> [TEXTE PROPOSÉ]:
——

27/ DANS L'ATELIER / décembre 2022

L'algorithme de l'atelier

            Dans un texte autour du travail en atelier avec un enfant, Gérard, publié dans le premier numéro des Feuillets du Courtil[1], Dominique Holvoet, actuel directeur du Courtil, avait opéré une distinction entre occuper et préoccuper. C’était en 1989, et cette distinction est restée un repère. Elle n’est pas sans évoquer l’orientation donnée par Lacan, d’un travail dont la visée n’est pas thérapeutique mais dont les effets thérapeutiques se produisent « de surcroît »[2]. Elle entre également en résonance avec ce qu’a écrit Alexandre Stevens, fondateur du Courtil, dans son texte d’orientation de la clinique au Courtil Le Courtil, un choix[3], : «  une institution différente et particulière pour chaque jeune. »

 

Pour ouvrir ce numéro consacré aux ateliers, l’équipe de Courtil en ligneS a souhaité rencontrer Dominique Holvoet pour reprendre avec lui ce qui oriente aujourd’hui le travail en atelier au Courtil.

 

***

 

Dominique Holvoet : Cette distinction entre préoccupation et occupation pourrait être précisée en soulignant d’abord la place de l'occupation dans le travail en institution. C’est une place qu'il faut reconnaître : il s'agit de proposer toute sorte de choses pour que les résidents ne soient pas désœuvrés. On pourrait dire qu’il s’agit de s’occuper du jouir, du jouir du corps de quelque façon que ce soit. Qu'on aille voir les chevaux, faire du foot, voir une exposition, on s'occupe du jouir. Du jouir du regard, par exemple. Tandis qu’avec la préoccupation, il s’agit de mordre un peu sur le jouir. Avec une place pour le vide. 

Cette distinction paraît centrale dans l'élaboration de la psychanalyse. Au fur et à mesure des séminaires, Lacan a donné au jouir une place de plus en plus centrale, le jouir de la parole. C'est ce qui peut donner un caractère d’infinitude à certaines analyses. Comme le dit Lacan, nombreux sont ceux qui viennent pour parler, au sens de jouir de la parole, de la parlote, et cela a une fonction qu'il ne faut pas complètement négliger. Mais dans la recherche que Lacan a menée autour de la question de ce qui est opérant, on peut en cerner quelque chose à partir de cette question : qu’est-ce qui mord sur la jouissance? Qu'est ce qui permet de l'écorner un peu ?

 

Cette distinction qui vaut pour la cure analytique, vaut aussi pour les ateliers. Elle permet de donner sa place à chacun. En institution, le travail de l’éducateur – que nous ne nommons pas ainsi dans notre institution car nous ne voulons pas mettre l'accent sur l'éducatif, mais sur une autre dimension – son travail, c'est d'abord d'occuper. On pourrait aussi dire que le travail des éducateurs c'est d'abord de domestiquer la jouissance. C'est là toute la difficulté de transmettre quelque chose de valable et de pertinent dans un travail dit d'orientation analytique.

——

> [BLOC DE DONNÉES]:
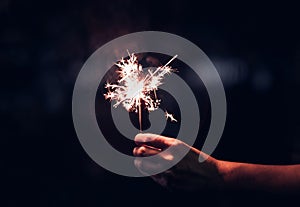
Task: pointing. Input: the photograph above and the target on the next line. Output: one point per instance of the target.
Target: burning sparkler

——

> [CONSIGNE]: Recopiez le texte sur le travail en atelier entre « Pour ouvrir ce » et « pour le vide. », inclus, en remplaçant « résidents » par « jeunes ».

> [RÉPONSE ATTENDUE]:
Pour ouvrir ce numéro consacré aux ateliers, l’équipe de Courtil en ligneS a souhaité rencontrer Dominique Holvoet pour reprendre avec lui ce qui oriente aujourd’hui le travail en atelier au Courtil.

 

***

 

Dominique Holvoet : Cette distinction entre préoccupation et occupation pourrait être précisée en soulignant d’abord la place de l'occupation dans le travail en institution. C’est une place qu'il faut reconnaître : il s'agit de proposer toute sorte de choses pour que les jeunes ne soient pas désœuvrés. On pourrait dire qu’il s’agit de s’occuper du jouir, du jouir du corps de quelque façon que ce soit. Qu'on aille voir les chevaux, faire du foot, voir une exposition, on s'occupe du jouir. Du jouir du regard, par exemple. Tandis qu’avec la préoccupation, il s’agit de mordre un peu sur le jouir. Avec une place pour le vide.